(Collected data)
◇ ◇ ◇ ◇ ◇

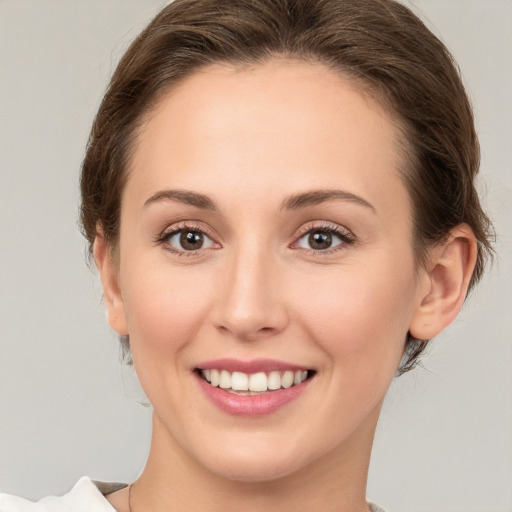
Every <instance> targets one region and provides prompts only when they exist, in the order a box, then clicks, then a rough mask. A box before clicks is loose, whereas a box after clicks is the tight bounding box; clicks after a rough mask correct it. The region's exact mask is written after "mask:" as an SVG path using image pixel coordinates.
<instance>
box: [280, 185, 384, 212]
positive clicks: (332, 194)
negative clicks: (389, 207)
mask: <svg viewBox="0 0 512 512" xmlns="http://www.w3.org/2000/svg"><path fill="white" fill-rule="evenodd" d="M333 199H338V200H342V201H348V202H351V203H355V204H358V205H360V206H364V207H365V208H369V209H370V210H373V211H374V212H375V211H376V210H375V207H374V206H373V205H371V204H370V203H369V202H368V201H366V200H365V199H363V198H362V197H359V196H356V195H355V194H352V193H351V192H346V191H345V190H331V189H326V190H310V191H307V192H303V193H300V194H294V195H293V196H291V197H289V198H287V199H285V200H284V201H283V204H282V206H281V209H287V210H298V209H299V208H306V207H307V206H315V205H317V204H321V203H324V202H326V201H331V200H333Z"/></svg>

◇ ◇ ◇ ◇ ◇

# EXERCISE BRIEF
If an entry holds an image, omit that image and print the remainder exactly as it stands.

# SOLVED PROBLEM
Every <instance> targets one region and provides prompts only when they exist, in the order a box, then clicks, then a rough mask. A box before clicks is loose, whereas a box after clicks is the tight bounding box; clicks after a rough mask correct it. The region's exact mask is written after "mask:" as an SVG path using image pixel coordinates.
<instance>
box: [280, 185, 384, 212]
positive clicks: (332, 194)
negative clicks: (389, 207)
mask: <svg viewBox="0 0 512 512" xmlns="http://www.w3.org/2000/svg"><path fill="white" fill-rule="evenodd" d="M333 199H338V200H342V201H348V202H351V203H355V204H358V205H360V206H364V207H365V208H369V209H370V210H373V211H374V212H375V211H376V210H375V207H374V206H373V205H371V204H370V203H369V202H368V201H366V200H365V199H363V198H362V197H359V196H356V195H355V194H352V193H351V192H346V191H345V190H331V189H326V190H310V191H307V192H303V193H300V194H294V195H293V196H291V197H289V198H287V199H285V200H284V201H283V204H282V206H281V209H287V210H298V209H299V208H306V207H307V206H315V205H317V204H321V203H324V202H326V201H331V200H333Z"/></svg>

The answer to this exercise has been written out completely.